▸ **Passage to read**:
-- Opening Marker --

Ending a Misguided Cuban Migration Policy
For decades, Cubans have come to see America’s “wet foot, dry foot” immigration policy as almost a birthright, one of the odd arrangements spawned by a long period of hostility with the United States. It gave most Cubans who reached American soil the automatic right to immigrate, while those intercepted at sea were sent back home, often to try again.
This policy, which the Obama administration unexpectedly scrapped on Thursday, was misguided for several reasons. It encouraged Cubans to embark on perilous, and often deadly, journeys on rafts across the Florida straits and across borders in South and Central America. It exacerbated Cuba’s brain drain, particularly after 2006 when Washington created a pathway for medical professionals abroad to defect by applying for visas at American embassies. And it unjustifiably gave Cubans preferential treatment while Haitians and Central Americans who were fleeing far more desperate circumstances were deported.
The policy has served as an escape valve, giving a way out to tens of thousands of Cubans who were frustrated by the island’s authoritarian government. Young Cubans have grown up regarding immigration to the United States as an option that has become a core part of the Cuban psyche, Henry Constantin, an independent Cuban journalist, said in a phone interview.
“Now, a large number of people who had that dream, people with talent and energy, won’t know what do with it,” said Mr. Constantin, who lives in Camagüey and is critical of the government. “In an ideal world, that would lead to more private enterprise and civil society projects, but the government has not changed the legal frameworks to support that.”

-- Closing Marker --

(Collection entries)
-- Opening Marker --

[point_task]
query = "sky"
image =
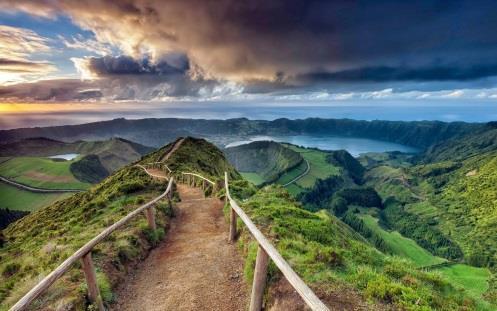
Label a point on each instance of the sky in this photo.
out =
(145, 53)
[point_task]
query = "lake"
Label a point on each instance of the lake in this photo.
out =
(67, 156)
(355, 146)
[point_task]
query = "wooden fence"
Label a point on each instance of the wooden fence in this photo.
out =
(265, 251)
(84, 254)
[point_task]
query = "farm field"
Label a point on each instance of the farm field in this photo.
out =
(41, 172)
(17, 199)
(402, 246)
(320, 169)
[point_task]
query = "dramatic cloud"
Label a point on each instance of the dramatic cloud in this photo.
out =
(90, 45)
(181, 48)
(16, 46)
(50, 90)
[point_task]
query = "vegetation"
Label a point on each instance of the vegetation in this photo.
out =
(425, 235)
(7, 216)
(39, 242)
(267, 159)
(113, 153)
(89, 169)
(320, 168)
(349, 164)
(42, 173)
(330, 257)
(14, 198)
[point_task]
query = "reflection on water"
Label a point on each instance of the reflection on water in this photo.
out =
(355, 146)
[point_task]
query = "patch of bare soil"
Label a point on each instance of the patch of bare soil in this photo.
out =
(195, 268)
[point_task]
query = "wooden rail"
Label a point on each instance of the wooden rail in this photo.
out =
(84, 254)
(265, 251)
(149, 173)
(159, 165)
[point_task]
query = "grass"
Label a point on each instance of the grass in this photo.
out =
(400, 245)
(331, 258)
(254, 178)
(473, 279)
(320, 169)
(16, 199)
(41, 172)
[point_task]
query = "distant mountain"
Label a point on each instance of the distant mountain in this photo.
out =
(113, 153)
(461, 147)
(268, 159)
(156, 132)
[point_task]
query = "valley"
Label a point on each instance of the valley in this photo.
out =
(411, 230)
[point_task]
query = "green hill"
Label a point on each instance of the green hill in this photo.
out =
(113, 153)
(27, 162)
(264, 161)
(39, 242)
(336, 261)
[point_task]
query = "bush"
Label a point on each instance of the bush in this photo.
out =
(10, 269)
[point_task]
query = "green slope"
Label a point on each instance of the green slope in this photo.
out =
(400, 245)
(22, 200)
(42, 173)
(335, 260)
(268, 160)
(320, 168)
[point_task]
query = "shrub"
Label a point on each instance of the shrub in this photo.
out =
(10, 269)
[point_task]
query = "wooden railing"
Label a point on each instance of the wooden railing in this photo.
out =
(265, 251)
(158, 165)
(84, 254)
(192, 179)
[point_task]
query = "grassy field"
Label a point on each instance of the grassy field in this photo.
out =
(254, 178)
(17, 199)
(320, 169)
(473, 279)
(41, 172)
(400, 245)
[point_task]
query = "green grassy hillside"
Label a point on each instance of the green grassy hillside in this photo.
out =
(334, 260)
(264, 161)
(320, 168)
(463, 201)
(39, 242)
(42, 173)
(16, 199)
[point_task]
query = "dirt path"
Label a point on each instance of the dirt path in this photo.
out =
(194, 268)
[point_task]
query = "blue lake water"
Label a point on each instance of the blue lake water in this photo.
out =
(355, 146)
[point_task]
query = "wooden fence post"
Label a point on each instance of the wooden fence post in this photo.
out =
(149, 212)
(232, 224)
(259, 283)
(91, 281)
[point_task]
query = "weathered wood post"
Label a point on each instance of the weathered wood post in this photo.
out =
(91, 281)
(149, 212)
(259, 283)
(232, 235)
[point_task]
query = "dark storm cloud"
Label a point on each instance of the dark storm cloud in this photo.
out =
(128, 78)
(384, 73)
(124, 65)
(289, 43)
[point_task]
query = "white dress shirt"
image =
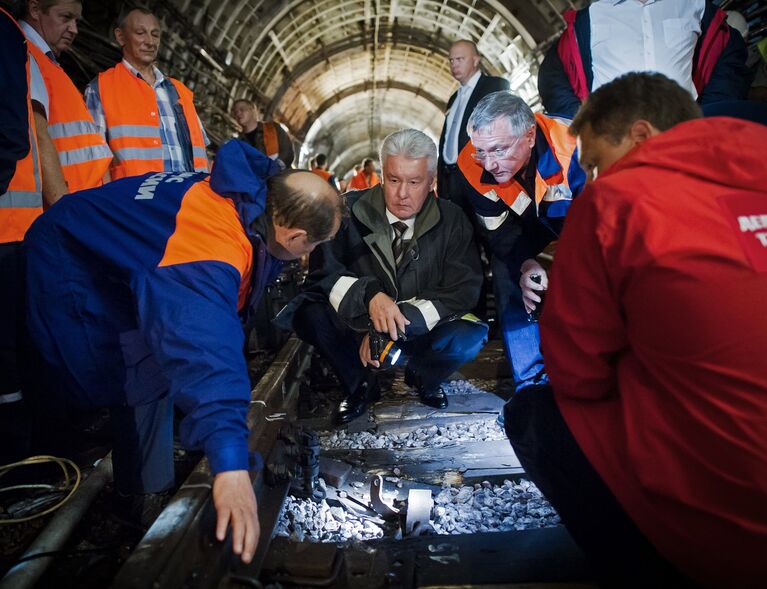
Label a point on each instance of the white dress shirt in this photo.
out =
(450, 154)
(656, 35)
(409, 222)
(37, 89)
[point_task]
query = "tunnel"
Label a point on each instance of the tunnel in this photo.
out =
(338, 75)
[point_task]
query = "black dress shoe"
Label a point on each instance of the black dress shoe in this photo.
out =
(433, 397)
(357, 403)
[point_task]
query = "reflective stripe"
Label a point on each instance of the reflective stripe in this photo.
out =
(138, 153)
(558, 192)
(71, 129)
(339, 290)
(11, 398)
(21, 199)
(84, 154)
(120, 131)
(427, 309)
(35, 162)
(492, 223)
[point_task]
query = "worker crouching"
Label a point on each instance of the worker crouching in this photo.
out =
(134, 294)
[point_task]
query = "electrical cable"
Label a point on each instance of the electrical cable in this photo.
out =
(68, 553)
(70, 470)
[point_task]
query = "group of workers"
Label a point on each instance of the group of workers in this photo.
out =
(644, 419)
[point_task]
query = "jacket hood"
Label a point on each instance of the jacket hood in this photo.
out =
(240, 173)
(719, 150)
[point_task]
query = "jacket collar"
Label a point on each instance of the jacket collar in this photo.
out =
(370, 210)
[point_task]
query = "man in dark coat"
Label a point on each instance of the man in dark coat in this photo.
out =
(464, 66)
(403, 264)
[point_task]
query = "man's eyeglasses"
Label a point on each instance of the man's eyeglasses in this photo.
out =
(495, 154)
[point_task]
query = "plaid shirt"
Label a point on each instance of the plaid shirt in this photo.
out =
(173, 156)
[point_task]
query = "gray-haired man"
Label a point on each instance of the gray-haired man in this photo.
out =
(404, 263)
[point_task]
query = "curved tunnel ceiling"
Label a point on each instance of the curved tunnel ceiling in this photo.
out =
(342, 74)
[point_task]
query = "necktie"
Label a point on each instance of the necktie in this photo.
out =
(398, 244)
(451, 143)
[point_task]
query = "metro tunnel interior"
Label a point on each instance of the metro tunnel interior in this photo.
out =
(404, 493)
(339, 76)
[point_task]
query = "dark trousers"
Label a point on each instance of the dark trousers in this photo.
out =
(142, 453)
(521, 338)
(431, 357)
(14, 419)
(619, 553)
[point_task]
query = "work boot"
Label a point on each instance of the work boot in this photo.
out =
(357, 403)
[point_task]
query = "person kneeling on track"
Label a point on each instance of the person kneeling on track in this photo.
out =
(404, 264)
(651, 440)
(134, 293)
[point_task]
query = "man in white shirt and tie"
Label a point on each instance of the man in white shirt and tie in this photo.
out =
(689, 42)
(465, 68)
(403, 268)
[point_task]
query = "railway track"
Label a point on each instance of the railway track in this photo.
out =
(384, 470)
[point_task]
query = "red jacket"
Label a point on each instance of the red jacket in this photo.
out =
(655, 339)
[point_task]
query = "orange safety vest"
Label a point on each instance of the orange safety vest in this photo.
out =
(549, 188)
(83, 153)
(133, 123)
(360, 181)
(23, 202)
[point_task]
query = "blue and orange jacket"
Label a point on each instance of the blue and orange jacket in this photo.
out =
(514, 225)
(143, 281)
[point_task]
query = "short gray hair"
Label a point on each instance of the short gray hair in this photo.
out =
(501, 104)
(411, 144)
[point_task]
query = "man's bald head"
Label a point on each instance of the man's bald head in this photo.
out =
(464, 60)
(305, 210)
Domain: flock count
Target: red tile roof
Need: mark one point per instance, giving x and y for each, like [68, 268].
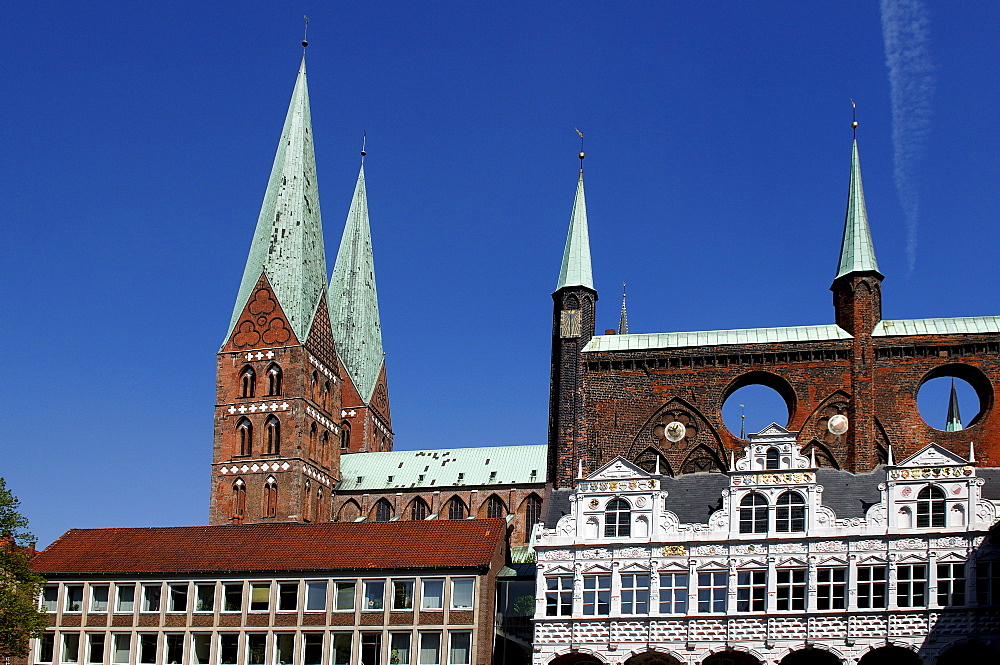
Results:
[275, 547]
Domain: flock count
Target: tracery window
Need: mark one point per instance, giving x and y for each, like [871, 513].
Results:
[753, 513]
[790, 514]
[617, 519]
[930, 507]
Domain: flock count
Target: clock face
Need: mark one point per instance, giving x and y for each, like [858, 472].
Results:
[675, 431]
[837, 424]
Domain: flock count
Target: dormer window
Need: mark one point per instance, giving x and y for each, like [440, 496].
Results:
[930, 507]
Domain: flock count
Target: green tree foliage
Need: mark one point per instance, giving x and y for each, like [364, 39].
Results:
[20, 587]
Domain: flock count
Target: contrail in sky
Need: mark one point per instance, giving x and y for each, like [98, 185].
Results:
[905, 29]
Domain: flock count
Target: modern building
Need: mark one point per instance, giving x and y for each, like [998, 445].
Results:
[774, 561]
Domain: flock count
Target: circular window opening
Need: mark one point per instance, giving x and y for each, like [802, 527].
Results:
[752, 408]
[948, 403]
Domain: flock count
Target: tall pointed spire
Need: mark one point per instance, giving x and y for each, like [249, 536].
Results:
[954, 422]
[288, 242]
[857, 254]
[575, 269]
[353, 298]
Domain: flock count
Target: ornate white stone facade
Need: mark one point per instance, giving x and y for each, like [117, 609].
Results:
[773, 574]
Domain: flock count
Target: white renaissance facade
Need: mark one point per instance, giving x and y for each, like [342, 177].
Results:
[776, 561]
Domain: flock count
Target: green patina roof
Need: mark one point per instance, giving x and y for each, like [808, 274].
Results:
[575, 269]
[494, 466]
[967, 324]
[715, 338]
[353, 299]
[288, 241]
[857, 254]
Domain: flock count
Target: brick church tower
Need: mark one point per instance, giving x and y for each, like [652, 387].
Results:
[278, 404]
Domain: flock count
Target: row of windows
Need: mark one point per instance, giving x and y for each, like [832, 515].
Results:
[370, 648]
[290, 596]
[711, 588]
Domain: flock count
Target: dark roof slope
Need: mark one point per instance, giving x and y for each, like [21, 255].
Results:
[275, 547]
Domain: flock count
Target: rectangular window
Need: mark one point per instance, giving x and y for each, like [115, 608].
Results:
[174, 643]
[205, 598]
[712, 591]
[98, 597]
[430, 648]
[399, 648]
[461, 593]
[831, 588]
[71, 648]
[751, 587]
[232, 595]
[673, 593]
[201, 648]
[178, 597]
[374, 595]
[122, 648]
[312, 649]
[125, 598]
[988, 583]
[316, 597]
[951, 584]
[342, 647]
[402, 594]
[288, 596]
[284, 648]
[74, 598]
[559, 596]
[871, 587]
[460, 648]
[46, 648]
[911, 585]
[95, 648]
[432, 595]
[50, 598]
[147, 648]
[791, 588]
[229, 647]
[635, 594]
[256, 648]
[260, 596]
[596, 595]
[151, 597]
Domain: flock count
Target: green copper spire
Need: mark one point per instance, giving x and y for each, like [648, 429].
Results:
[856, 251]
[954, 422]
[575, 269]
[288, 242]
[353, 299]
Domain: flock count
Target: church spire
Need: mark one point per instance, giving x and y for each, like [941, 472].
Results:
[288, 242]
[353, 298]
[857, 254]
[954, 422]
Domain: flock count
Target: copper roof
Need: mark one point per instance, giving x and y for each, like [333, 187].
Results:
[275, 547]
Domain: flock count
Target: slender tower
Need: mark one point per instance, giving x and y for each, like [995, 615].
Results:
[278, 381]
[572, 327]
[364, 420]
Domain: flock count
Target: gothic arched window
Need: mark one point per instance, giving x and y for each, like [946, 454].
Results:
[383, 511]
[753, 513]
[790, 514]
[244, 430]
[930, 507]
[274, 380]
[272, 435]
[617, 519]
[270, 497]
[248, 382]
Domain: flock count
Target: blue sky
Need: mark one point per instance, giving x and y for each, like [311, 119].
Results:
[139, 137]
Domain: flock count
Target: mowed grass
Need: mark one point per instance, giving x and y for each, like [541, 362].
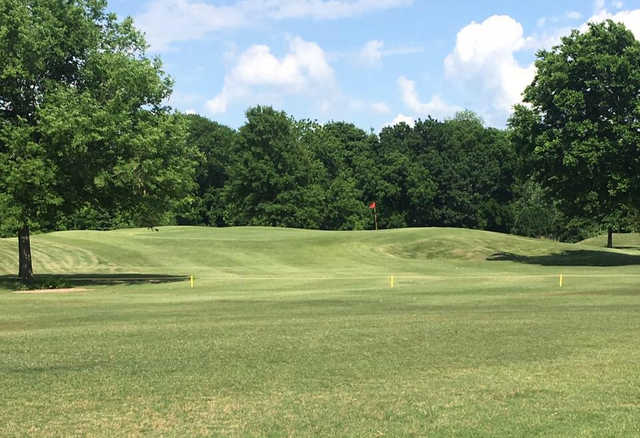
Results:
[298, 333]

-- Closing Marker --

▸ **Your objective**: Write what comes next in the opinion piece on ending the Cuban migration policy, picking up right after its last paragraph.

▸ **Task answer**:
It is possible, however, that this pent-up dissatisfaction will embolden more Cubans to press for economic changes and political freedoms as the era of rule by Raúl Castro draws to an end. This would be hard and risky in a police state that stifles dissent by rewarding loyalists, punishing critics and sowing division among groups agitating for change. Still, Eliécer Ávila, a prominent opposition leader who heads the group Somos + — which means “there’s more of us” — said he was hopeful that the ranks of dissident groups would swell.
“In the long run, I feel this will be beneficial by putting pressure on us to take responsibility for our homeland,” he said in a phone interview from Havana. “The fundamental problem here is not the laws of other countries but the reality we live with.”
As part of the negotiations that led to the elimination of the “wet foot, dry foot” policy, the Cuban government agreed to accept a few hundred of the more than 36,000 Cubans in the United States who have outstanding deportation orders. Until recently, it was virtually impossible to deport Cubans with criminal convictions who were ineligible for immigration, because the Cuban government refused to take them back. They will now be accepted.
This long-overdue step goes a long way toward normalizing relations between the United States and Cuba. President-elect Donald Trump has said contradictory things about the Obama administration’s engagement policy. But it should be clear to his team that rolling back the recent progress would be foolish.